◆ **EXERCISE INSTRUCTIONS**:
A - Reproduce the passage of the InnoDB versus MyISAM post from "OP has acknowledged" to "a 16MB cache." word for word.
B - Pick up the post on InnoDB and MyISAM full table scan speed right after its final sentence and keep writing it.

◆ **DOCUMENT TEXT**:

Logo Questions Linux Laravel Mysql Ubuntu Git Menu
 

Why is MySQL InnoDB so much slower at full table scans than MyISAM?

EDIT

OP has acknowledged a mistake when profiling PostgreSQL in his answer below. I am updating this question to reflect the comparison between MyISAM & InnoDB.

Hello,

I ran a test against MySQL InnoDB, MyISAM, and PostgreSQL to see how well each of these engines performed doing full table scans to understand what the response time might be for the cases where we inevitably need to let this happen.

The tests were conducted on an Intel Core 2 Quad Q6600 @ 2.4Ghz w/ 4GB RAM and a 7200 RPM HD with a 16MB cache.

MySQL Version was 5.0.67-community-nt-log 32-bit, PGSQL version was 8.4.

I wrote a small script to generate 5 million rows of data in a 4 column table. These are the create table statements used in MySQL and PGSQL:

-- InnoDB

CREATE TABLE sample_innodb (
id integer unsigned not null,
vc1 varchar(200) not null,
vc2 varchar(200) not null,
vc3 varchar(200) not null
) ENGINE=InnoDB;

-- MyISAM

CREATE TABLE sample_isam (
id integer unsigned not null,
vc1 varchar(200) not null,
vc2 varchar(200) not null,
vc3 varchar(200) not null
) ENGINE=MyISAM;

-- PostgreSQL

create table sample_pgsql (
id integer not null,
vc1 varchar(200) not null,
vc2 varchar(200) not null,
vc3 varchar(200) not null
);

This is the script I used to generate data for these tables:

var chars = '0123456789ABCDEFGHIJKLMNOPQRSTUVWXTZabcdefghiklmnopqrstuvwxyz'.split('');

function randomString(length) {
 var str = '';
 for (var i = 0; i < length; i++) {
    str += chars[Math.floor(Math.random() * chars.length)];
 }

   return str;
}

function genrow(idv, vcv1, vcv2, vcv3) {
 return idv + "," + vcv1 + "," + vcv2 + "," + vcv3;
}

function gentable(numrows) {
 for (var i = 0; i < numrows; i++) {
    var row = 
        genrow(i,
               randomString(10),
               randomString(20),
               randomString(30));

    WScript.Echo(row);
  }
}

gentable(5000000);

I ran this script on Windows with the command:

cscript.exe /nologo test.js > data.csv

You can load this data into MySQL with these commands:

LOAD DATA LOCAL INFILE 'data.csv'
INTO TABLE sample_innodb
FIELDS TERMINATED BY ','
LINES TERMINATED BY '\n'
(id, vc1, vc2, vc3);

LOAD DATA LOCAL INFILE 'data.csv'
INTO TABLE sample_isam
FIELDS TERMINATED BY ','
LINES TERMINATED BY '\n'
(id, vc1, vc2, vc3);

You can load the data into PGSQL with this command:

copy sample_pgsql (id, vc1, vc2, vc3) from 'data.csv' with delimiter ','

I used this query for timing to try and force a worst case table scan scenario:

MySQL
select count(*) from [table] 
where vc1 like '%blah0%' and vc2 like '%blah1%' and vc3 like '%blah2%';
PostgreSQL
select count(*) from [table] 
where vc1 ilike '%blah0%' and vc2 ilike '%blah1%' and vc3 ilike '%blah2%';

I ran this query multiple times to get an average time to complete, leaving out the first run to get everything primed in memory.

The results were as follows:

  • InnoDB - 8.56s
  • MyISAM - 1.84s
  • PGSQL - 8.4s

Question

Why is it that InnoDB and MyISAM are so far apart in terms of time to complete a full table scan? Am I just missing something obvious in the MySQL config? I've used MySQL for years and have had no problems with it as long as my problems were constrained to the set of "indexes can solve this" problems.

◆ **AVAILABLE DATA**:
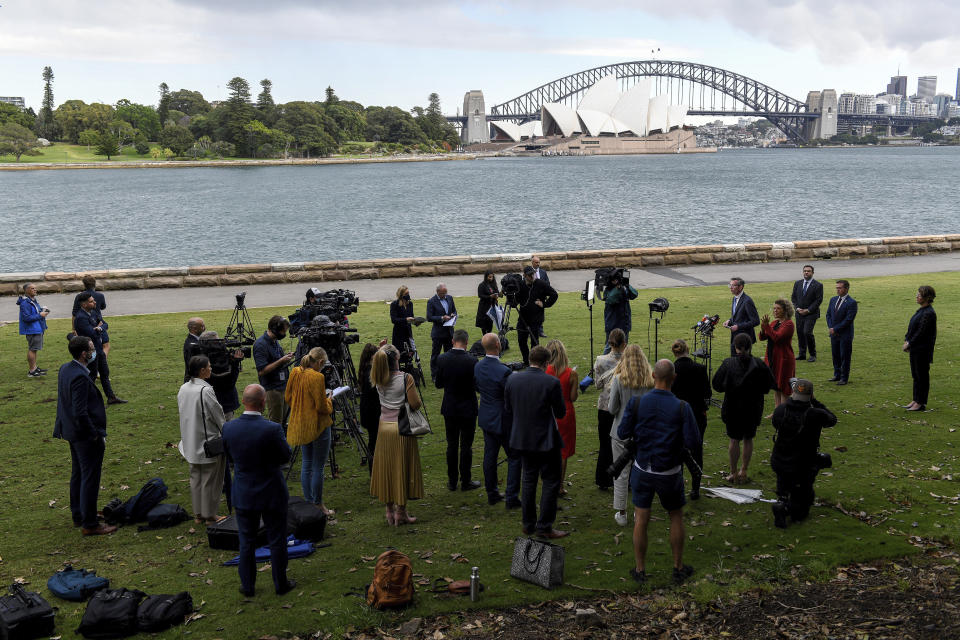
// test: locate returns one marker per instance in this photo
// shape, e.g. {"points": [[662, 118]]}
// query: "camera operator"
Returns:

◆ **RESPONSES TO THE TASKS**:
A -
OP has acknowledged a mistake when profiling PostgreSQL in his answer below. I am updating this question to reflect the comparison between MyISAM & InnoDB.

Hello,

I ran a test against MySQL InnoDB, MyISAM, and PostgreSQL to see how well each of these engines performed doing full table scans to understand what the response time might be for the cases where we inevitably need to let this happen.

The tests were conducted on an Intel Core 2 Quad Q6600 @ 2.4Ghz w/ 4GB RAM and a 7200 RPM HD with a 16MB cache.

B -
Partitioning will obviously also solve this problem, but at a much higher cost.

For reference, here are my config files for MySQL and PGSQL:

MYSQL CONFIG

[client]
port=3306

[mysql]
default-character-set=utf8

[mysqld]
port=3306
basedir="C:/Program Files/MySQL/MySQL Server 5.0/"
datadir="C:/Program Files/MySQL/MySQL Server 5.0/Data/"
default-character-set=utf8
default-storage-engine=INNODB
log="c:/logs/mysql/mysqld.log"
sql-mode="STRICT_TRANS_TABLES,NO_AUTO_CREATE_USER,NO_ENGINE_SUBSTITUTION"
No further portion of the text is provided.